- **Tugas yang Diberikan 1**
Sebutkan semua nama orang yang tercantum dalam berita kasus Edhy Prabowo.
- **Tugas yang Diberikan 2**
Lanjutkan berita kasus Edhy Prabowo mulai dari bagian setelah kalimat terakhirnya.

### Teks yang Ditampilkan ###

Menuju konten utama

KIARA Desak KPK Selidiki Perusahaan Lain Terkait Kasus Edhy Prabowo

KIARA mendesak KPK menyelidiki sejumlah perusahaan eksportir benih lobster berdasarkan izin dari Edhy Prabowo.

KIARA Desak KPK Selidiki Perusahaan Lain Terkait Kasus Edhy Prabowo
Menteri Kelautan dan Perikanan Edhy Prabowo (tengah) mengenakan baju tahanan seusai diperiksa di Gedung KPK, Jakarta, Rabu (25/11/2020). ANTARA FOTO/Indrianto Eko Suwarso/aww.

tirto.id - Koalisi Rakyat untuk Keadilan Perikanan (KIARA) mendesak Komisi Pemberantasan Korupsi (KPK) menyelidiki sejumlah perusahaan eksportir benih lobster berdasarkan izin dari Edhy Prabowo. Edhy semasa menjadi menteri KKP menerbitkan Surat Keputusan Nomor 53/KEP MEN-KP/2020 tentang Tim Uji Tuntas (due diligence).

"Setidaknya telah ada sembilan perusahaan yang telah melakukan ekspor benih lobster per Juli 2020," ujar Sekretaris Jenderal KIARA Susan Herawati dalam keterangan tertulis, Kamis (26/11/2020).

Dalam catatan KIARA, sembilan perusahaan tersebut yakni CV Setia Widara, UD Samudera Jaya, CV Nusantara Berseri, PT Aquatic SSLautan Rejeki, PT Royal Samudera Nusantara, PT Indotama Putra Wahana, PT Tania Asia Marina, PT Indotama Putra Wahana, dan PT Nusa Tenggara budidaya.

Edhy mendapatkan uang suap dari PT Dua Putra Perkasa melalui PT Aero Citra Kargo. Sebab itu Susan menduga sembilan perusahaan di atas, melakukan hal yang sama dan nominal penerimaan uang suap Edhy menggelembung.

"Jika kesembilan perusahaan praktik gratifikasi dengan nominal yang sama kepada Edhy, maka setidaknya Edhy telah menerima uang lebih dari Rp10 miliar," ujarnya.

### Data yang Disediakan ###

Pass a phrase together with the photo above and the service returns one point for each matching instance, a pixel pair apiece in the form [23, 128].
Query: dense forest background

###

- **Hasil Tugas 1**
Edhy Prabowo
Susan Herawati
Indrianto Eko Suwarso

- **Hasil Tugas 2**
Izin ekspor benih lobster yang sempat dicabut pada era Susi Pudjiastuti, kemudian diaktifkan kembali oleh Edhy memang bermasalah sejak awal, karena tidak transparan dan akuntabilitas.

Menurut Susan, Ombudsman Republik Indonesia sudah menyarankan agar Edhy menghentikan kebijakan tersebut karena berpotensi kecurangan, namun diabaikan.

Karena itu, Susan mendesak KPK untuk terus memperdalam kasus ini, terutama mekanisme pemberian izin ekspor benih lobster.

"KPK jangan hanya berhenti pada kasus ini. Perlu pengembangan dan penyelidikan lebih lanjut supaya kasus ini terang benderang dan publik memahami betul duduk perkaranya," ujarnya.

Aaat ini, Edhy sudah berstatus tersangka bersama enam orang lainnya, kata Wakil Ketua KPK Nawawi Pomolango.

"KPK menetapkan 7 orang tersangka. Masing-masing sebagai penerima. Edhy Prabowo, Safri [staf Edhy di KKP], APM, Siswadi [pengurus PT AERO CITRA KARGO], Ainul Faqih [staf istri Edhy], dan Amiril Mukminin. Sebagai pemberi Suharjito [Direktur PT Dua Putra Perkasa]," kata Nawawi di Gedung KPK, Jakarta, Kamis (26/11/2020).

Edhy langsung ditahan di Rutan KPK Cabang Gedung Merah Putih, bersama lima orang. Sebab, dari tujuh orang tersangka itu, APM dan Amiril masih berstatus DPO dan diminta untuk segera menyerahkan diri.

"KPK menyimpulkan adanya dugaan tindak pidana korupsi, berupa penerimaan hadiah yaitu, janji oleh penyelenggaran negara terkait dengan perizinan tambak usaha atau pengelolaan atau komoditas perairan sejenis lainnya," ujarnya.

Politikus Partai Gerindra itu, pada Mei, menerima uang sebesar 100 ribu dolar Amerika Serikat. Pada 5 November 2020, Edhy juga diduga menerima uang. "Antara lain digunakan untuk belanja barang mewah oleh Edhy Prabowo di Honolulu, Amerika Serikat, pada tanggal 21-23 November 2020," ujarnya.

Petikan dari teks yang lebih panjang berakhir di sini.